# Work item
Can you print the part of the editorial below on chemicals in our bodies that starts at the words "Don Wigle, an" and stops after "with prescription drugs.", copying it word for word?

═════ Extract to read

Cadmium, DDT, dioxins, formaldehyde, lead, mercury, PBDEs, PCBs, PFOs, PFOAs and phthalates. A few of the 82,000 chemicals we may be absorbing into our bodies. 

As our series, A Body’s Burden, indicates: Chemically, we are much more than what we eat and drink. We’re also what we breathe, touch, smell, wear, sit or lie on, rub up against, prepare our foods in or otherwise absorb into our systems.

Some chemicals have been used commercially for 50 years. And, as test of the Hammond Holland family found, many reside in our bodies in varying quantities—with unknown effects. We don’t know what’s there, which one's are harmful and what specific effects they may have on us, our children, or grand-children.

Scientific test are relatively few and skimpy results give us little information about what is harmful. We know, however, that autism, asthma, cancer, and other diseases may be related to such chemicals.

The Centers for Disease Control and Prevention began cataloging our bodies chemical burden in the 1990s. Ten years later, we’ve only recorded, measured, and defined effects of 148 or so of the 82,000 compounds. Each year, 1,000 new ones are added. We’re fighting a losing battle, the gap keeps growing.

These chemicals make possible the high standard of living we enjoy, but they also permeate our lives.

Prof. Aake Bergman, a pioneer in environmental chemistry at Stockholm University, says, “We cannot draw any final conclusions from our family of four,” the Hammond Hollands of Berkely, but the results are “an indication of a very serious problem that society has to address.”

Robert Rickard, chief toxicologist at DuPont, agrees, “It is appropriate, when we identify a bio-persistent material found in the entire population, that we understand that chemical. But let’s not overreact because the chemical is there.”

Don Wigle, an epidemiologist and author of the textbook “Child Health and the Environment” adds, “We should not be arrogant or ignorant. Arrogant in the sense that we think we know a lot about the significance of these contaminants, or ignorant in not admitting what we don’t know. There is a lot we don’t know.”

Indeed, there’s more we don’t know than we know. We have no concerted state or national policy for dealing with these chemicals. Yet, we keep using them in products, adding more without knowing what they do to us or the environment. We need to collect manufacturers’ research data – good and bad – as the Food and Drug Administration seeks to do with prescription drugs.

Government must be much more diligent about dealing with these chemicals. We need a policy for testing and policing them. We also need data and means of encouraging and financing research about their affects. Perhaps manufacturers should finance independent testing and oversight.

══════════
═════ Records provided

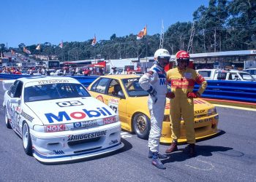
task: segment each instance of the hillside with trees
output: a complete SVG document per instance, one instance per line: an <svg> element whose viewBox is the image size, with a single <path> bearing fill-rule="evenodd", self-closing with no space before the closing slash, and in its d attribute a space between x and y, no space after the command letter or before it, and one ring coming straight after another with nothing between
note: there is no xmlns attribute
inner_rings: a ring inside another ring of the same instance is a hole
<svg viewBox="0 0 256 182"><path fill-rule="evenodd" d="M208 7L200 6L192 16L195 35L191 53L256 49L255 0L210 0ZM164 48L172 55L180 50L187 50L192 25L192 22L177 22L170 25L165 32ZM94 47L89 39L63 42L62 49L45 42L40 50L36 50L36 44L23 43L9 50L23 52L26 47L33 55L57 55L61 61L152 56L159 47L160 35L147 35L140 40L137 40L136 36L117 37L113 33L109 40L98 41ZM1 52L6 50L4 44L0 44L0 49Z"/></svg>

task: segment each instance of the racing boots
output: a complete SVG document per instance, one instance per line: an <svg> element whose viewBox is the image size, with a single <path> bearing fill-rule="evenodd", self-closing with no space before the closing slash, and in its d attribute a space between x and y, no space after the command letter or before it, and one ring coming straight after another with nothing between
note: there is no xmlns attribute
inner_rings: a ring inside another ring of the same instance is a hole
<svg viewBox="0 0 256 182"><path fill-rule="evenodd" d="M186 148L184 151L187 152L189 155L189 157L195 157L195 143L189 143Z"/></svg>
<svg viewBox="0 0 256 182"><path fill-rule="evenodd" d="M154 165L155 167L157 167L158 169L160 169L160 170L166 169L165 166L159 160L158 152L153 152L151 164L152 165Z"/></svg>
<svg viewBox="0 0 256 182"><path fill-rule="evenodd" d="M166 154L170 154L173 151L178 151L178 146L177 146L178 142L173 141L172 144L170 146L168 149L166 149L165 153Z"/></svg>
<svg viewBox="0 0 256 182"><path fill-rule="evenodd" d="M148 158L152 158L153 157L153 151L151 151L150 149L148 150ZM159 153L158 153L158 158L159 159L166 159L167 157L167 155L165 154L161 154Z"/></svg>

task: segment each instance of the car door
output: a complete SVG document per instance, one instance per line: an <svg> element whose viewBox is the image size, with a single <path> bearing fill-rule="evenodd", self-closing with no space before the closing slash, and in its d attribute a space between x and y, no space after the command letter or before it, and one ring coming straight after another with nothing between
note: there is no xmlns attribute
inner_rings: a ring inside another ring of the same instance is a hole
<svg viewBox="0 0 256 182"><path fill-rule="evenodd" d="M10 89L7 97L8 101L7 103L7 114L9 119L11 119L11 124L12 128L20 133L20 102L13 102L15 98L20 98L23 90L23 82L17 80L14 82L13 85Z"/></svg>
<svg viewBox="0 0 256 182"><path fill-rule="evenodd" d="M117 79L101 78L91 87L90 93L91 96L110 106L118 114L120 121L124 123L127 122L125 98L118 96L117 93L114 94L114 87L118 84L121 83ZM123 92L124 89L121 88L119 91Z"/></svg>
<svg viewBox="0 0 256 182"><path fill-rule="evenodd" d="M118 114L122 125L127 122L127 100L124 92L121 82L118 79L113 79L107 86L105 96L108 106Z"/></svg>

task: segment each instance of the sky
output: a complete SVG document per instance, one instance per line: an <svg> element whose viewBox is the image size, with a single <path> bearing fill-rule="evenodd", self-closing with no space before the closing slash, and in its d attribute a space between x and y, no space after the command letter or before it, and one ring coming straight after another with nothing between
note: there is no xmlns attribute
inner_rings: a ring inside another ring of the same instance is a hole
<svg viewBox="0 0 256 182"><path fill-rule="evenodd" d="M0 44L18 47L50 42L109 40L165 31L177 22L192 21L208 0L5 0L1 1Z"/></svg>

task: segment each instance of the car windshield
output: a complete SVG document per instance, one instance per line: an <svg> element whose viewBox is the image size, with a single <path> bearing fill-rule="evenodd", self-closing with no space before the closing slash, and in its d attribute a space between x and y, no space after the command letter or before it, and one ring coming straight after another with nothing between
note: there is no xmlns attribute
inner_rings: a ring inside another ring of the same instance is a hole
<svg viewBox="0 0 256 182"><path fill-rule="evenodd" d="M143 90L139 84L139 77L123 79L122 82L130 97L143 97L148 95L148 92Z"/></svg>
<svg viewBox="0 0 256 182"><path fill-rule="evenodd" d="M243 78L244 80L249 80L249 81L253 81L254 79L252 76L249 74L249 73L239 73L241 77Z"/></svg>
<svg viewBox="0 0 256 182"><path fill-rule="evenodd" d="M75 83L38 84L24 90L24 102L90 96L82 84Z"/></svg>

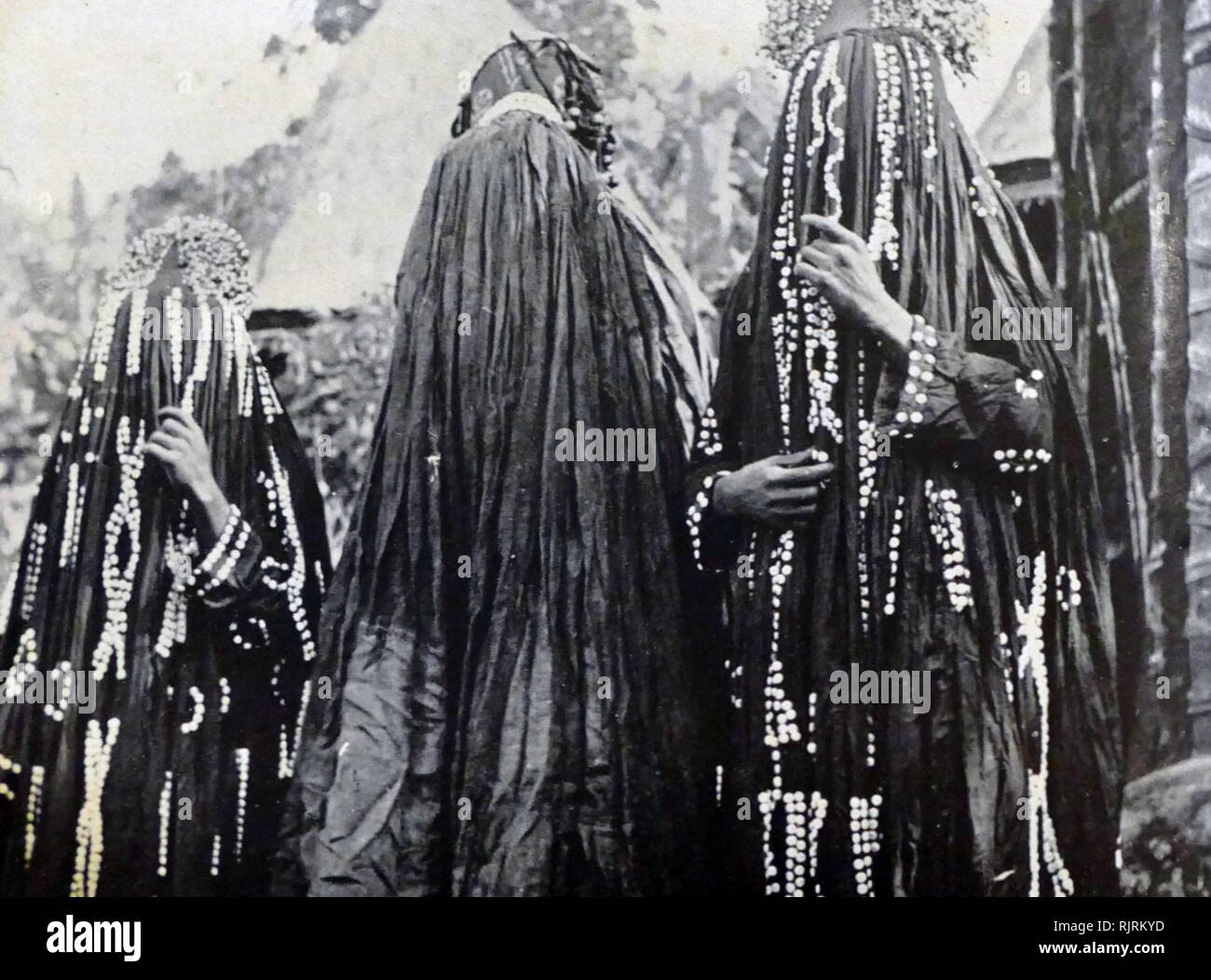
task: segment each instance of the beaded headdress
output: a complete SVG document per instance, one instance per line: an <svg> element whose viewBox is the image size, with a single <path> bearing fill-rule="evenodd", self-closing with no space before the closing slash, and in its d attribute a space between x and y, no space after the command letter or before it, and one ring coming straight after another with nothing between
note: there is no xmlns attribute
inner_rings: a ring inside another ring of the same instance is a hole
<svg viewBox="0 0 1211 980"><path fill-rule="evenodd" d="M762 51L791 70L815 42L836 0L767 0ZM873 27L919 30L955 71L970 75L983 44L982 0L871 0Z"/></svg>

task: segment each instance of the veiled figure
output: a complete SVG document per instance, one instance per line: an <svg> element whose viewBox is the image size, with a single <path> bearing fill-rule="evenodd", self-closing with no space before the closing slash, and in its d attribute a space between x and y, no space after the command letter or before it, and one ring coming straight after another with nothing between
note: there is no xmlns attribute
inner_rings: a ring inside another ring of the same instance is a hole
<svg viewBox="0 0 1211 980"><path fill-rule="evenodd" d="M567 44L500 48L454 132L400 265L323 613L338 697L308 718L281 888L691 890L713 772L678 512L710 355L610 194L595 70ZM647 462L579 454L590 430Z"/></svg>
<svg viewBox="0 0 1211 980"><path fill-rule="evenodd" d="M264 894L328 572L207 218L107 282L0 624L0 894Z"/></svg>
<svg viewBox="0 0 1211 980"><path fill-rule="evenodd" d="M688 500L734 611L733 884L1112 894L1090 448L1062 337L1001 329L1057 303L943 91L972 5L831 6L771 5L791 88Z"/></svg>

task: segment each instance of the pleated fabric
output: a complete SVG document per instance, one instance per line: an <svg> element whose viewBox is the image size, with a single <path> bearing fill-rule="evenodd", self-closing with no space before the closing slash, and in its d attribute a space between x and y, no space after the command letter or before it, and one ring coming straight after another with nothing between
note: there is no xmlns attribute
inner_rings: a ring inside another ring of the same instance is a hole
<svg viewBox="0 0 1211 980"><path fill-rule="evenodd" d="M285 892L694 890L712 774L677 518L696 320L587 154L506 111L436 162L323 613ZM559 431L650 432L653 466ZM679 535L679 539L678 539Z"/></svg>
<svg viewBox="0 0 1211 980"><path fill-rule="evenodd" d="M107 283L4 602L2 894L268 892L328 546L245 329L246 258L177 219ZM234 505L208 551L143 452L163 406L197 420ZM52 678L59 700L25 699Z"/></svg>
<svg viewBox="0 0 1211 980"><path fill-rule="evenodd" d="M793 274L804 213L862 235L924 319L907 359ZM701 564L733 602L721 763L739 890L1117 890L1120 741L1086 426L1055 338L999 317L976 328L981 309L1055 306L925 39L855 30L804 52L688 500ZM721 472L807 447L837 471L805 531L713 511ZM925 681L928 711L908 688L865 698L867 670Z"/></svg>

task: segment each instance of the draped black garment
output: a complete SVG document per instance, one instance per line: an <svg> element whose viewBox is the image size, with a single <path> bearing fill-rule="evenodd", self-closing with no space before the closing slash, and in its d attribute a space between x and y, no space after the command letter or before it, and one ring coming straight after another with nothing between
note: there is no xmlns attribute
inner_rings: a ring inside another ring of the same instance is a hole
<svg viewBox="0 0 1211 980"><path fill-rule="evenodd" d="M268 892L328 544L243 326L245 258L178 219L102 300L4 604L0 894ZM142 448L163 406L197 420L233 505L208 551ZM62 683L24 700L56 670L93 674L91 713Z"/></svg>
<svg viewBox="0 0 1211 980"><path fill-rule="evenodd" d="M506 111L437 160L396 304L282 890L698 887L713 773L675 529L706 383L684 294L557 119ZM561 460L578 423L650 430L655 466Z"/></svg>
<svg viewBox="0 0 1211 980"><path fill-rule="evenodd" d="M793 274L808 212L861 234L923 317L907 357L885 359ZM805 52L688 500L734 609L722 806L737 889L1117 890L1114 649L1085 424L1054 334L977 328L981 310L1056 305L925 40L855 30ZM837 464L808 529L713 511L721 472L807 447ZM855 704L834 677L854 667L929 671L929 710L896 687Z"/></svg>

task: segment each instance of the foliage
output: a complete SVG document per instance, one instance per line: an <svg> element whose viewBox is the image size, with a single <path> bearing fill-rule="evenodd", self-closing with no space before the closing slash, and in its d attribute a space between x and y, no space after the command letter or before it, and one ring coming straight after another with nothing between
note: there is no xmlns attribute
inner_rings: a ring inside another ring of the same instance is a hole
<svg viewBox="0 0 1211 980"><path fill-rule="evenodd" d="M366 474L394 336L392 308L381 297L304 329L256 334L282 403L315 463L334 554Z"/></svg>

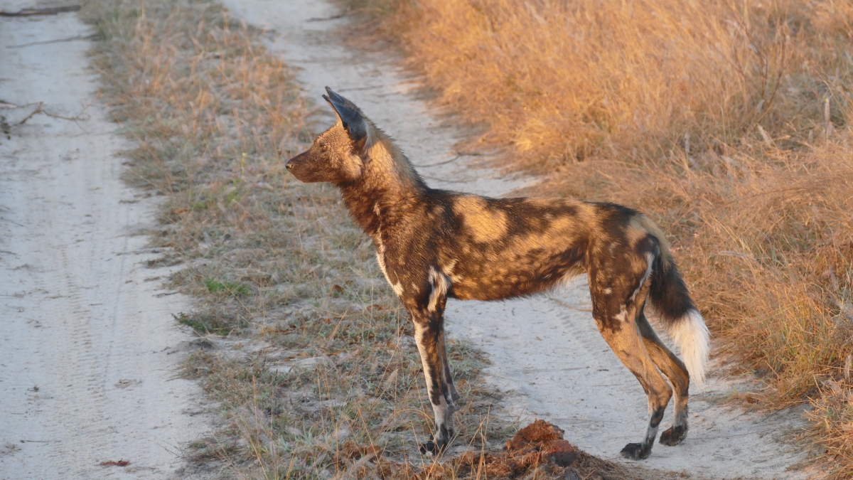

══════════

# Response to the exercise
Don Wigle, an epidemiologist and author of the textbook “Child Health and the Environment” adds, “We should not be arrogant or ignorant. Arrogant in the sense that we think we know a lot about the significance of these contaminants, or ignorant in not admitting what we don’t know. There is a lot we don’t know.”

Indeed, there’s more we don’t know than we know. We have no concerted state or national policy for dealing with these chemicals. Yet, we keep using them in products, adding more without knowing what they do to us or the environment. We need to collect manufacturers’ research data – good and bad – as the Food and Drug Administration seeks to do with prescription drugs.